- _SELECTED TEXT_:
*** Block opens ***
Economic damages refer to identifiable costs the injured visitor has incurred because of the incident on the owner/operator’s property. Typically, they include:
- Un-reimbursed medical bills;
- Chronic or long-term care costs;
- Assistive medical devices and home modifications;
- Physical therapy;
- Lost wages due to missed work while recovering; and
- Lost income or employment opportunity due to injuries and disabilities.
The property owner/operator may, under Washington law, be permitted to pay economic damages over time rather than in a lump-sum amount to the injured visitor.
Non-economic damages aim to compensate an injured visitor for more abstract injuries that are difficult to quantify, such as:
- Pain and suffering;
- Damage to personal relationships (a.k.a. loss of consortium/companionship/parent-child relationship); and
- Negative impacts on quality of life.
*** Block closes ***
- _INFORMATION SUPPLIED_:
*** Block opens ***
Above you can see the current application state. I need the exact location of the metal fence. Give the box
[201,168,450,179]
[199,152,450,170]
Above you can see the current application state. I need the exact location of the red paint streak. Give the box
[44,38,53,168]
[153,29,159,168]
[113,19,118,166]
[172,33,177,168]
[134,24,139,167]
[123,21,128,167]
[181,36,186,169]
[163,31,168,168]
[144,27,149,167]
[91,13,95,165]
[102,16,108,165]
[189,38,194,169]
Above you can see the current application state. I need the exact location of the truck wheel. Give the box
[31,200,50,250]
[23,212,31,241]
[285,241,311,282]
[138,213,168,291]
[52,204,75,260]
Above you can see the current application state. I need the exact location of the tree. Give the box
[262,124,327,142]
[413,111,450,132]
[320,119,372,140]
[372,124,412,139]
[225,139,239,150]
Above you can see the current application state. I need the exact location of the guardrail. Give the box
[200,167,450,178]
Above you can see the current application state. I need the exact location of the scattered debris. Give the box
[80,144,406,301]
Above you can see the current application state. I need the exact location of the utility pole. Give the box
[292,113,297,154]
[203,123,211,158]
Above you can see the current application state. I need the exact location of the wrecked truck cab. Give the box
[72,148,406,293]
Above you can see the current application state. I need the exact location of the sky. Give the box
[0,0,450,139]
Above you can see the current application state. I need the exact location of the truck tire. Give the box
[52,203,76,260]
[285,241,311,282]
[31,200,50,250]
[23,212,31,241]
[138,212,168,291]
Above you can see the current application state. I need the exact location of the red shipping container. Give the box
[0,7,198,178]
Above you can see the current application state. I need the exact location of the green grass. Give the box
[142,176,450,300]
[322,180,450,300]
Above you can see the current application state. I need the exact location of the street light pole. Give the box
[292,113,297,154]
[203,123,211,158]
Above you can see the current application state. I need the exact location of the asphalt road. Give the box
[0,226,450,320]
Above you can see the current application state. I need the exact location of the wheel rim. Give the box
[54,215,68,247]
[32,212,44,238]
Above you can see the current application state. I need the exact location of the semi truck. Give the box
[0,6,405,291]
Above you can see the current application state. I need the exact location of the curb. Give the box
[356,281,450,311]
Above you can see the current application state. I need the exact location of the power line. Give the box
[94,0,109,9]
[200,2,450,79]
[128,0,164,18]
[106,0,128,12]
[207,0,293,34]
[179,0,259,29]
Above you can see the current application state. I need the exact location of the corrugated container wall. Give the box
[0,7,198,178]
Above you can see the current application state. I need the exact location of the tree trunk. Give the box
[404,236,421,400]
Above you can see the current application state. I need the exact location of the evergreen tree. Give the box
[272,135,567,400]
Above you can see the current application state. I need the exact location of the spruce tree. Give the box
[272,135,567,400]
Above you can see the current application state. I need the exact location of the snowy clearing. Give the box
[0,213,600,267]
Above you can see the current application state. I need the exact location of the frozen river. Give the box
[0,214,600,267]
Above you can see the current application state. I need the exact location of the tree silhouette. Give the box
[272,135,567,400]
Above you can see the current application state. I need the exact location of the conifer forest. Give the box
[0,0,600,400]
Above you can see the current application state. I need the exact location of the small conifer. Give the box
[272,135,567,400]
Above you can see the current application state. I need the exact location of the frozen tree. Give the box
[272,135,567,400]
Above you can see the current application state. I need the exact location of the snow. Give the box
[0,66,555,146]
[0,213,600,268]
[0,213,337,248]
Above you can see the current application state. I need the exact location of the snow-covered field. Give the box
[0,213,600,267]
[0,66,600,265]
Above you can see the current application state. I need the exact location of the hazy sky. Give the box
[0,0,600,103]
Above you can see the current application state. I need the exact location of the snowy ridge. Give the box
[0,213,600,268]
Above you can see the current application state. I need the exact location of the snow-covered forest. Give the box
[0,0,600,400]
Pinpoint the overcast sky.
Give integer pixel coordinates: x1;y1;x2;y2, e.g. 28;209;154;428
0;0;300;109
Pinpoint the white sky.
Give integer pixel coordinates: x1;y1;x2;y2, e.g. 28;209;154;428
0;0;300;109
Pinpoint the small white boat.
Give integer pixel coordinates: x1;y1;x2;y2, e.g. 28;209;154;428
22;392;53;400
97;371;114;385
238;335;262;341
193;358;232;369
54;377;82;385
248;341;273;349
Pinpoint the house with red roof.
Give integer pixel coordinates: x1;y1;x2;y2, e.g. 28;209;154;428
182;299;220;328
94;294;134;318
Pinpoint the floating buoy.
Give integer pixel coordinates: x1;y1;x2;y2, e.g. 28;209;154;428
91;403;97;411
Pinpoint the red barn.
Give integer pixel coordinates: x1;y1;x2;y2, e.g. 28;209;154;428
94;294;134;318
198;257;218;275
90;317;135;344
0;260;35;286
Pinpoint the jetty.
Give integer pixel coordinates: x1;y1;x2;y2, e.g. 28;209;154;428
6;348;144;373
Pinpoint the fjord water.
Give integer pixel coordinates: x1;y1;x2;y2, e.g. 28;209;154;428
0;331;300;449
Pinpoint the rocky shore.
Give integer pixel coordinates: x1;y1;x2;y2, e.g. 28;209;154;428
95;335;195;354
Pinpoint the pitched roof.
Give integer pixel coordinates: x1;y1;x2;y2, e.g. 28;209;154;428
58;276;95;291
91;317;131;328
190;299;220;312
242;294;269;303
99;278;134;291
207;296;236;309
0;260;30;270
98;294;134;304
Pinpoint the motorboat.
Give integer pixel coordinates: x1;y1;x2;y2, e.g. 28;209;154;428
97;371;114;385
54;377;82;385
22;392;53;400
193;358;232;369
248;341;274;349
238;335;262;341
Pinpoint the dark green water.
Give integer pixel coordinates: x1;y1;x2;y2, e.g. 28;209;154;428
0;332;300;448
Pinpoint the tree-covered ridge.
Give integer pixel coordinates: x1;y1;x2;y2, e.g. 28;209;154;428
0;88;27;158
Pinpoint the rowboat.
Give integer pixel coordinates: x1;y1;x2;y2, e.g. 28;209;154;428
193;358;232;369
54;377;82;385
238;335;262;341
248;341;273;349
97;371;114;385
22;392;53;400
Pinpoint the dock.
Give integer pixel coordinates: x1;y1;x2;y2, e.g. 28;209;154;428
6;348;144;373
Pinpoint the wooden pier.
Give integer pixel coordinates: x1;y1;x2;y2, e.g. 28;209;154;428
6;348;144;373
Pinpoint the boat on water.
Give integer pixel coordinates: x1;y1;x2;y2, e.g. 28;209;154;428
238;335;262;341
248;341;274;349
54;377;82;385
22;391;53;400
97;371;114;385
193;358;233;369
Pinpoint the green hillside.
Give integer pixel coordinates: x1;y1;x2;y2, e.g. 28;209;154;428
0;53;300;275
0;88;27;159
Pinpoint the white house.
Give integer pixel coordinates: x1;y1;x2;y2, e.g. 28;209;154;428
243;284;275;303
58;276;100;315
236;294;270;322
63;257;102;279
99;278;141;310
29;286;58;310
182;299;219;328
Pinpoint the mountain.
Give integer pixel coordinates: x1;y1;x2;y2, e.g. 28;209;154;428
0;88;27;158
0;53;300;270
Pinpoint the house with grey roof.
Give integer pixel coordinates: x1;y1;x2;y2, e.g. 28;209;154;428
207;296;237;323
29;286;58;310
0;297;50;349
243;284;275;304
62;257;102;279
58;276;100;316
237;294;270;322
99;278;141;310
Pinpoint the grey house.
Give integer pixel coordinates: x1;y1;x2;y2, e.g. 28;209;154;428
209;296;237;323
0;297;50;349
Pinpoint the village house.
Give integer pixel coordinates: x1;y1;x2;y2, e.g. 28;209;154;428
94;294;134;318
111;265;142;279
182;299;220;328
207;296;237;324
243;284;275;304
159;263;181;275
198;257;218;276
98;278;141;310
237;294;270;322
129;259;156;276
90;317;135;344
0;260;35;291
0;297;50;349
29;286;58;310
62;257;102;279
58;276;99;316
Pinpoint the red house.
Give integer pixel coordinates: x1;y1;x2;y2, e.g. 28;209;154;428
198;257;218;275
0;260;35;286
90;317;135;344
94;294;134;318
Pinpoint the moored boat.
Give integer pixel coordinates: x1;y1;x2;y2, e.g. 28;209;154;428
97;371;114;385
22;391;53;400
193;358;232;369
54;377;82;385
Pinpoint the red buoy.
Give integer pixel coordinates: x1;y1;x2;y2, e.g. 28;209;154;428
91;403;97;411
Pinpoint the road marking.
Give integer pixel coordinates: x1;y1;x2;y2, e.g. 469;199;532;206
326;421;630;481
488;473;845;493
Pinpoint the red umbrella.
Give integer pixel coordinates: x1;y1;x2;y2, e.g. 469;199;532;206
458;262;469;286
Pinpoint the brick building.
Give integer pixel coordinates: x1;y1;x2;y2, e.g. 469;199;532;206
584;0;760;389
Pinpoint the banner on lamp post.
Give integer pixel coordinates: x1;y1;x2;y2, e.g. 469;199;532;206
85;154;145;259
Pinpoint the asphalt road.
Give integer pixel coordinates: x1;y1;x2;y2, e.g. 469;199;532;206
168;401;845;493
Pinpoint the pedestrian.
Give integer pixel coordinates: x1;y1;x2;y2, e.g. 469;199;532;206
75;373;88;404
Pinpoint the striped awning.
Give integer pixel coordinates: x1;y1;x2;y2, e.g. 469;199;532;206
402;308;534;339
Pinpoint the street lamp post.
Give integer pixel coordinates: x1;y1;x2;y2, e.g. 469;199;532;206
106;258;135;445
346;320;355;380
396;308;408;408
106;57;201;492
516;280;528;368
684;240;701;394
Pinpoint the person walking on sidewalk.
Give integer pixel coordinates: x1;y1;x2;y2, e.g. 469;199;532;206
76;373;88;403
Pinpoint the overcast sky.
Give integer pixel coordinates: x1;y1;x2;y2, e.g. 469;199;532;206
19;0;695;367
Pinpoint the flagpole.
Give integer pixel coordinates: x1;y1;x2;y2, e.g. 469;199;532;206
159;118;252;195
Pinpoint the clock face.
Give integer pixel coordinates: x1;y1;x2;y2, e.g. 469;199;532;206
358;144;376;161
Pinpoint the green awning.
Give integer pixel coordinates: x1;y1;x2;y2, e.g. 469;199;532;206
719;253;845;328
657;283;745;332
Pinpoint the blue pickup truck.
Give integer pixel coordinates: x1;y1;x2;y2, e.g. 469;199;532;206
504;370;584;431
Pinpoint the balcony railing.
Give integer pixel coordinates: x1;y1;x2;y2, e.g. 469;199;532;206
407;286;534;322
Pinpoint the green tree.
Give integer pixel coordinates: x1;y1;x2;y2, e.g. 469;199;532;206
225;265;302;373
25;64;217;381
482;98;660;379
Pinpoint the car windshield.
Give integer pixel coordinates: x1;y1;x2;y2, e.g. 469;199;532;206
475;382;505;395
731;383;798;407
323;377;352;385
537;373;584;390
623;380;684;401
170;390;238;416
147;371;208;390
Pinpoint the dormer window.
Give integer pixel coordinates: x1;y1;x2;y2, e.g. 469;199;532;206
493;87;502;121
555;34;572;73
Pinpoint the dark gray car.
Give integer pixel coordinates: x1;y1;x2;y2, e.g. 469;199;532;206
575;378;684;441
*** Block closes ***
- _EXERCISE BRIEF_:
Reproduce the portion of the damages text that opens with the words containing "The property owner/operator" and closes with "the injured visitor.".

- _RESULT_:
The property owner/operator may, under Washington law, be permitted to pay economic damages over time rather than in a lump-sum amount to the injured visitor.